• EXERCISE AIM:
Which of the lines below contain the string "head"? Pull out each of those lines in full, treating uppercase and lowercase as different.

• WORKING DATA:
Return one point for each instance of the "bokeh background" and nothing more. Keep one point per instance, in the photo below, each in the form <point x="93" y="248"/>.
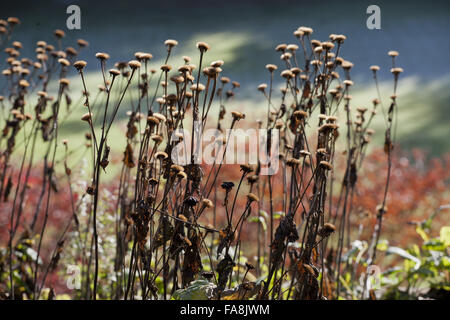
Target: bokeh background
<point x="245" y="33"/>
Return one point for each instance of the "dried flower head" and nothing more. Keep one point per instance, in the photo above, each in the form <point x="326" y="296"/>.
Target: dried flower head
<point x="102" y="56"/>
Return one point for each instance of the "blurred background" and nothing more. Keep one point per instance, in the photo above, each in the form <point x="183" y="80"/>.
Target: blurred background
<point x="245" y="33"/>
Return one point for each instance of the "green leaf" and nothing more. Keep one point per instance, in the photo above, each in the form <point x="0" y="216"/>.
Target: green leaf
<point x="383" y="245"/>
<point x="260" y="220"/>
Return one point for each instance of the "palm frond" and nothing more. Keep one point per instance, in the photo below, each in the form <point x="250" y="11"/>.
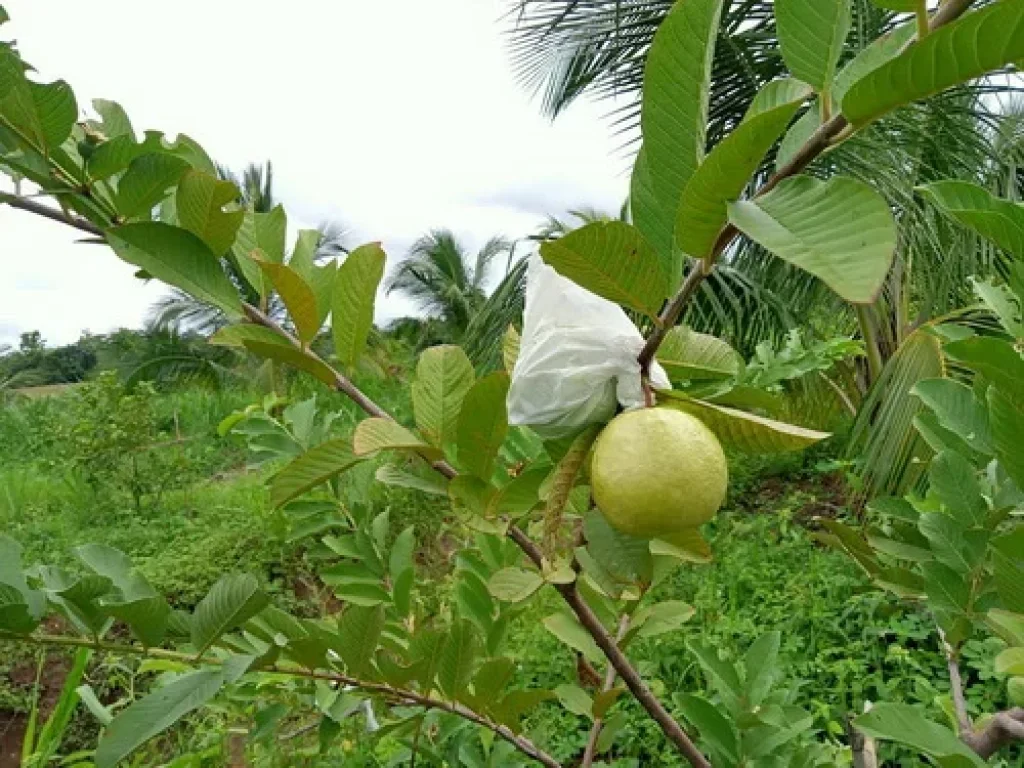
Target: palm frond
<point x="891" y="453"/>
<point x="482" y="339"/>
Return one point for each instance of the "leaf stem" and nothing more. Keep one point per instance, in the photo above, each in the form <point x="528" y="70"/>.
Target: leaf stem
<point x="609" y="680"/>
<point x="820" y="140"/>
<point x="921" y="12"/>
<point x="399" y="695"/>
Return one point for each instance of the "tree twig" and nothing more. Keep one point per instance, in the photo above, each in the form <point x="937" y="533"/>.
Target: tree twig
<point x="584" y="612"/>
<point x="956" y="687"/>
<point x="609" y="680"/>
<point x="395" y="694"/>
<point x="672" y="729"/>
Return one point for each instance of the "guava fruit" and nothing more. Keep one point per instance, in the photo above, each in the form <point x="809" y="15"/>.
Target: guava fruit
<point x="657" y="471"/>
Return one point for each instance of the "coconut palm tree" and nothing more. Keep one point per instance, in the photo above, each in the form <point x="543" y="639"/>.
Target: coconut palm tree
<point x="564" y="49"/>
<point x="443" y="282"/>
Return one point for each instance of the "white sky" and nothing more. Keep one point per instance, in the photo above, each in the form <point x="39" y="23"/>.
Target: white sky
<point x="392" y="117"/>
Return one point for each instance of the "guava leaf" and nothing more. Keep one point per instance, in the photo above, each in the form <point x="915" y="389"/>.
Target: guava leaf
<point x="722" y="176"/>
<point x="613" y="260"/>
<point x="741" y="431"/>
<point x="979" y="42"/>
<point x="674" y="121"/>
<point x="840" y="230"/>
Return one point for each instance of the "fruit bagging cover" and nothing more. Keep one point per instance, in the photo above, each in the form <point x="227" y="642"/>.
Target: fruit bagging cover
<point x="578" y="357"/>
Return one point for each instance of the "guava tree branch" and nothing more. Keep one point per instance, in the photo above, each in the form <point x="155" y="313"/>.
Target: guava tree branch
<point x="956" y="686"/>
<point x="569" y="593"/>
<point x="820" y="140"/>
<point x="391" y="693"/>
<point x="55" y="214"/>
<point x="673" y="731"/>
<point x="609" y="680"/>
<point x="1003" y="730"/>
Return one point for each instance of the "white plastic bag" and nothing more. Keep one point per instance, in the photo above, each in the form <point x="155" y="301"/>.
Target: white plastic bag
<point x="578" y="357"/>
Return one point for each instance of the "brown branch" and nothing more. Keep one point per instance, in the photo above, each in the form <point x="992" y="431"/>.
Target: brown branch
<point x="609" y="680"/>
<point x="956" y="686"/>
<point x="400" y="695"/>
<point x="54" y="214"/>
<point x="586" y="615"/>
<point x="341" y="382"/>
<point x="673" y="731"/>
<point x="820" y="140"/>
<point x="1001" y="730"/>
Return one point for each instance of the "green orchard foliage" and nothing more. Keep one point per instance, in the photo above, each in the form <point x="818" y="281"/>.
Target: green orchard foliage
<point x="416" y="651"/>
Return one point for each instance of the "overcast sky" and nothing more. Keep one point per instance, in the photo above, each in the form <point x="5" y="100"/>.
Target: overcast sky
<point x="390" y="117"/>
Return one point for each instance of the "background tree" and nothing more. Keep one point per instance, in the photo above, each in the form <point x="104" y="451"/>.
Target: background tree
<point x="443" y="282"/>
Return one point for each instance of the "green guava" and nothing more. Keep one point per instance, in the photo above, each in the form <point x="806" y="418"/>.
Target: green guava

==

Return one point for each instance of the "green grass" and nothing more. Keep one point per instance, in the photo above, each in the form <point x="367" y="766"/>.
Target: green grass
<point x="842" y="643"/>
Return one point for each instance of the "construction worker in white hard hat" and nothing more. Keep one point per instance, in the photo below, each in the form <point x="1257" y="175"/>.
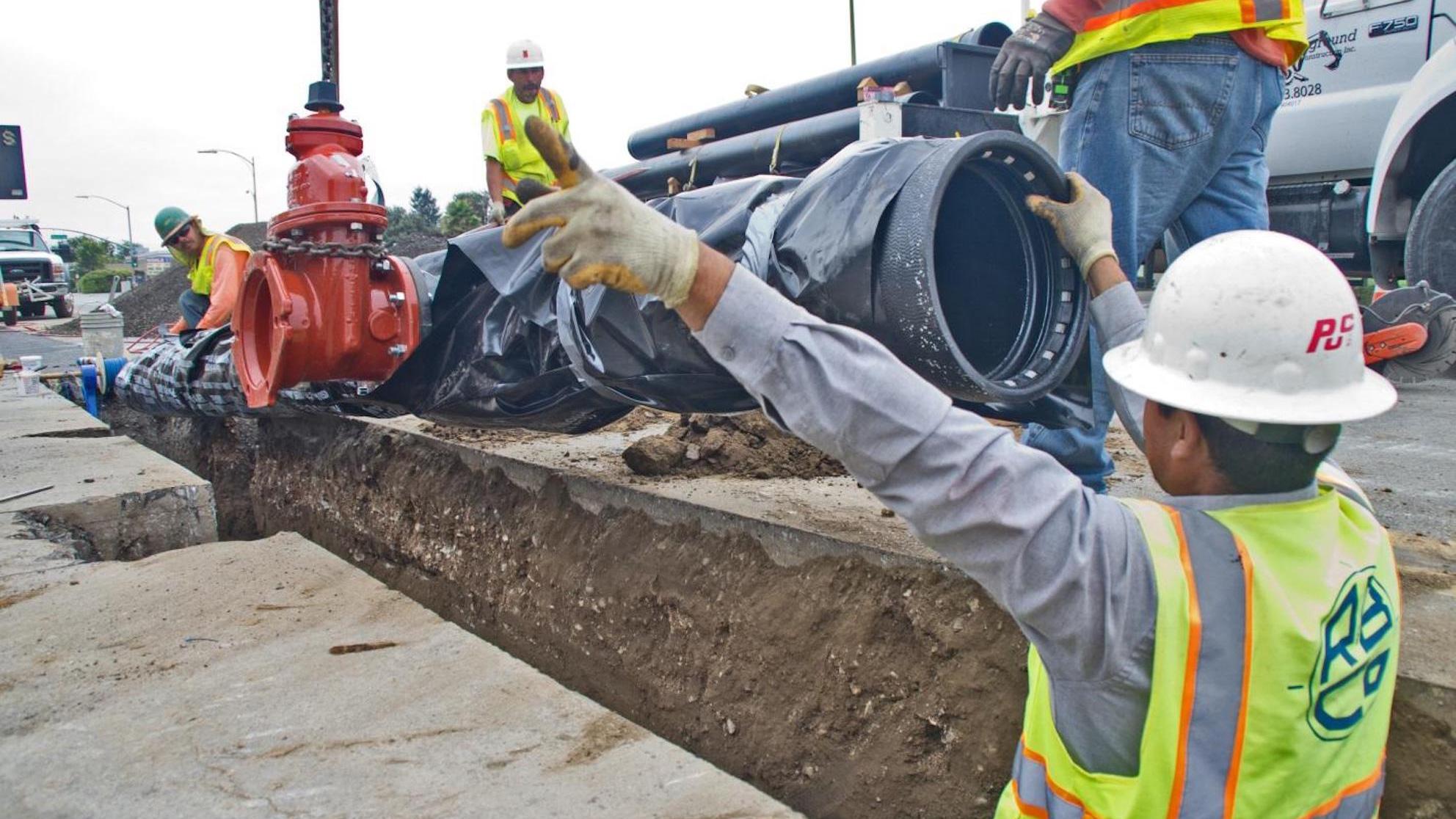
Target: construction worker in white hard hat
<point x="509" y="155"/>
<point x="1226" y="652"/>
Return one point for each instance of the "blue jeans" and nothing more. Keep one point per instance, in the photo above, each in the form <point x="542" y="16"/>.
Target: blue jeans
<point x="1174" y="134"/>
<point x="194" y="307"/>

• ANSWER IN FULL:
Return one point for each instance of the "dried flower head" and nothing more. Keep one point per instance, in the photo above, each in the form <point x="326" y="296"/>.
Target: dried flower head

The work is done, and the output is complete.